• Work to complete
Only the lines from the one containing "For the evaluation set, locate the door" to the end of the entries should be written out, each exactly as it stands, both ends included.

⟨

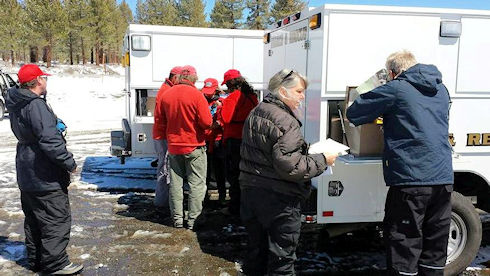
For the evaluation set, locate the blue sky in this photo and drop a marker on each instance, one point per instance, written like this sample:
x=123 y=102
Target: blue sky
x=462 y=4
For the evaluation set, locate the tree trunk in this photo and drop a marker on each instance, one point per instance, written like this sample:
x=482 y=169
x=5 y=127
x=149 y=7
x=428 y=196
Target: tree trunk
x=84 y=58
x=70 y=42
x=12 y=56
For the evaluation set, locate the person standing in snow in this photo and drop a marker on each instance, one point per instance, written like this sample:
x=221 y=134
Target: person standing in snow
x=235 y=109
x=185 y=117
x=417 y=163
x=276 y=172
x=43 y=174
x=161 y=189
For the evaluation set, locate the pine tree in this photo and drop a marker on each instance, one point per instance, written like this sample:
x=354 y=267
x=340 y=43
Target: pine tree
x=283 y=8
x=47 y=19
x=227 y=14
x=191 y=13
x=157 y=12
x=12 y=18
x=259 y=15
x=104 y=12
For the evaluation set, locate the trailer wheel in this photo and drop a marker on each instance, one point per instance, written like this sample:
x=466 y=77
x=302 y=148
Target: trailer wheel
x=2 y=110
x=465 y=235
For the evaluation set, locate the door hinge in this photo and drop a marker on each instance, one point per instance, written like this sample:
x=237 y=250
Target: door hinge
x=307 y=45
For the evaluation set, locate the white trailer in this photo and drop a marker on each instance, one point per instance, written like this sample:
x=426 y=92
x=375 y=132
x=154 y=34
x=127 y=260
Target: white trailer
x=339 y=46
x=150 y=52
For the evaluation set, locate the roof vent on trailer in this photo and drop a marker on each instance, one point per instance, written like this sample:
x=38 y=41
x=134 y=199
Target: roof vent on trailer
x=450 y=29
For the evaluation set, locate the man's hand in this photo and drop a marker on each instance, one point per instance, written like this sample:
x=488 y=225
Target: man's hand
x=330 y=158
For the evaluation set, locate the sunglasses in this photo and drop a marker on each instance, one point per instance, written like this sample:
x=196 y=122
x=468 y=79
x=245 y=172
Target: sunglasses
x=287 y=76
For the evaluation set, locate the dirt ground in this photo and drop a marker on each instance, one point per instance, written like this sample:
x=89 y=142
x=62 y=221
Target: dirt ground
x=122 y=233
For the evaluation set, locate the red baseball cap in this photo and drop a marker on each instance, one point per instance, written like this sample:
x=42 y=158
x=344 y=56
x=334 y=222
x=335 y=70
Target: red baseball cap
x=210 y=86
x=231 y=74
x=177 y=70
x=29 y=72
x=188 y=70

⟩

• Right answer
For the evaluation set, locate the door hinge in this photo and drop a marker on each instance, one point per instance, written like this sample:
x=237 y=250
Target: door hinge
x=307 y=45
For the evaluation set, locate the white trailer in this photo and drop a marker on each instance, one point per instance, written like this sample:
x=426 y=92
x=375 y=132
x=154 y=34
x=127 y=260
Target: white trailer
x=339 y=46
x=150 y=52
For the evaluation set, locate the roof vent on trailer in this photo and drop a marker on each instance, one point per instance, written like this sample:
x=38 y=41
x=134 y=199
Target: roof vent on trailer
x=450 y=29
For the evaluation set, locate the man's hand in this photo and drop a marker on each instance, one point per instance, written like this sample:
x=488 y=225
Target: man's hand
x=330 y=158
For the evaluation set, locate the sunglasses in this photo and drop a marker on each instance, one point per instance, written like this sample:
x=196 y=122
x=468 y=79
x=245 y=172
Target: sunglasses
x=287 y=76
For the evaluation set, locate the dirt ground in this photo and drop a marker on each instance, one point per instance, written like this sample:
x=89 y=142
x=62 y=221
Target: dirt ground
x=122 y=233
For the evaluation set, locate the red baseball cap in this photo and drop a marker on each instance, one point per instance, written like this sample:
x=42 y=158
x=344 y=56
x=334 y=222
x=335 y=70
Target: red baseball cap
x=210 y=86
x=231 y=74
x=177 y=70
x=29 y=72
x=188 y=70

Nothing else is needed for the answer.